— What the exercise asks —
In the records below, find every line with the word "ring" and copy it.

— Provided entries —
Segment Open

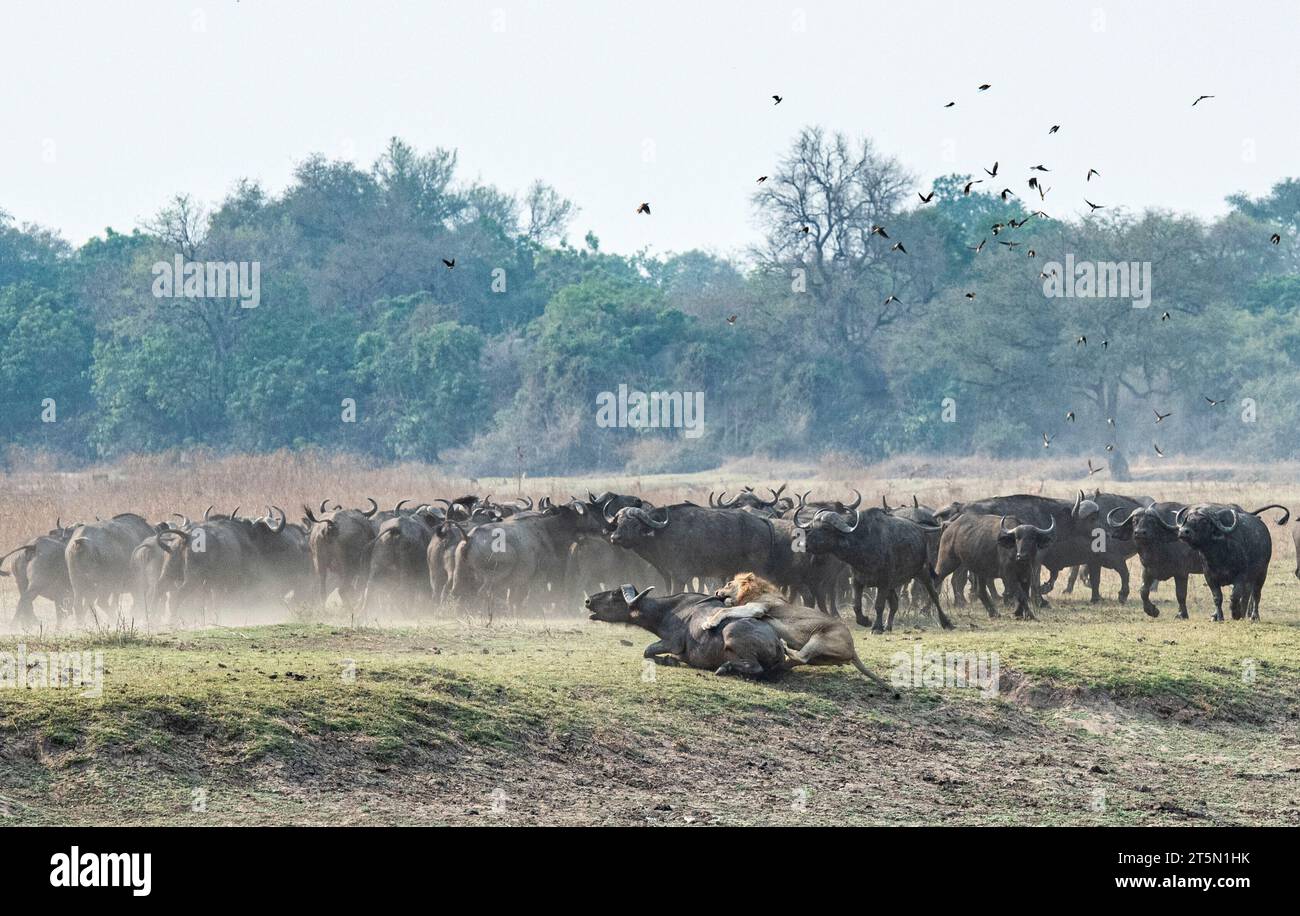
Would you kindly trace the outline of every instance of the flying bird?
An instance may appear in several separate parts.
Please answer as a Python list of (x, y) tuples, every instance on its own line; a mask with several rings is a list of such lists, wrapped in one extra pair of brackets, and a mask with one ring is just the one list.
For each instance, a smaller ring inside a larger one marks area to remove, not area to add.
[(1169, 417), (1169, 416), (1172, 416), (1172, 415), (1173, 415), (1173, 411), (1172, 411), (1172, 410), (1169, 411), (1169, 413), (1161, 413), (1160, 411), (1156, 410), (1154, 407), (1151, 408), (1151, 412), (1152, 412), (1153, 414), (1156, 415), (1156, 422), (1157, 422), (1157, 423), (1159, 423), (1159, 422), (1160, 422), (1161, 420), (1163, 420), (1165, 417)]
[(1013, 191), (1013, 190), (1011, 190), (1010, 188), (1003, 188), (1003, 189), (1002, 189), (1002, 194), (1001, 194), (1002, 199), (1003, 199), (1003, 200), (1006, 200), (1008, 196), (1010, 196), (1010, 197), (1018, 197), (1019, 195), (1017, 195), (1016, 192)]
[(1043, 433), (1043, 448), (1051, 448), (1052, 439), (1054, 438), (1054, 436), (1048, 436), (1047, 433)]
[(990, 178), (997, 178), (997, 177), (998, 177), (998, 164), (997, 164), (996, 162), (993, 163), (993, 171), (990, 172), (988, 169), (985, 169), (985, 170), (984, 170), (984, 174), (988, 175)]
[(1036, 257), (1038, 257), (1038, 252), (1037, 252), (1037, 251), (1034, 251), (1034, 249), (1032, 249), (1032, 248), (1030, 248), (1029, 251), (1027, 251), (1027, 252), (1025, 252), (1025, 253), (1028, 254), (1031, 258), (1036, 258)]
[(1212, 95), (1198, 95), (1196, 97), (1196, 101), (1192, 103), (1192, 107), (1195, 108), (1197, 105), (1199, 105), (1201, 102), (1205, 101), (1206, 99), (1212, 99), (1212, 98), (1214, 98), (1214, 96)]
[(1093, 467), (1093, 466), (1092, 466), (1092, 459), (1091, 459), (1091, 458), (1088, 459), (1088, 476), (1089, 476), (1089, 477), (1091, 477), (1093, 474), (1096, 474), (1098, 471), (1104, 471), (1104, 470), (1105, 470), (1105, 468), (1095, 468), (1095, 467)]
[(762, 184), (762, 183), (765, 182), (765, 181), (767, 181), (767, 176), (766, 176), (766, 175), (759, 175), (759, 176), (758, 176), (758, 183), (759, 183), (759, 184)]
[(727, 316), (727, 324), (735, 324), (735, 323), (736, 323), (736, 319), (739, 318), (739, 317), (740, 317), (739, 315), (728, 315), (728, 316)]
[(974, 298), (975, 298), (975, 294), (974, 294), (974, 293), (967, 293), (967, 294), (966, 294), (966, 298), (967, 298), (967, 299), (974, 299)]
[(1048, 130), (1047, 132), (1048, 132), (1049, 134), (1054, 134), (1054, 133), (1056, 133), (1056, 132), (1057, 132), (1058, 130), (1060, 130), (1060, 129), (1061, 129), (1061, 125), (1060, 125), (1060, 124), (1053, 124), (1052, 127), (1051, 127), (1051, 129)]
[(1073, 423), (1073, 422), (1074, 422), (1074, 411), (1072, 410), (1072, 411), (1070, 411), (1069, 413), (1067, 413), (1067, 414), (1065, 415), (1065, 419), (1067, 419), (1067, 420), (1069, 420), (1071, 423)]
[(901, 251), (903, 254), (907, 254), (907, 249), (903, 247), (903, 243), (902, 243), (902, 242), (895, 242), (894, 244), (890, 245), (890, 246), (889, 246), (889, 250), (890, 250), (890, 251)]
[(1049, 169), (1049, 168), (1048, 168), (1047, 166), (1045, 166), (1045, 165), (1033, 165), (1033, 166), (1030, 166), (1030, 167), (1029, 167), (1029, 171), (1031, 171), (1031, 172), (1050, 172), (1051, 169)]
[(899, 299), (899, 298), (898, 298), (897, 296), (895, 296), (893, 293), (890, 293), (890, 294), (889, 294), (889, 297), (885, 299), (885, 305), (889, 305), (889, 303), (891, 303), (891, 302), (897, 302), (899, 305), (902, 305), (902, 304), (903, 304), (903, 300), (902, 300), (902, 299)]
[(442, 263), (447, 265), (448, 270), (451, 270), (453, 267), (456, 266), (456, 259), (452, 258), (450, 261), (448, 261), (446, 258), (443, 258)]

Segment Closed

— Solution to this problem —
Please answer as a Python list of (x, y) tuples, every instance on its own line; a mask with several rings is a list of such lists, wrapped in one extra pair of brackets, and a mask with one ring is just the one list.
For each instance, a smaller ring inside a larger one marks area to remove, not area to add.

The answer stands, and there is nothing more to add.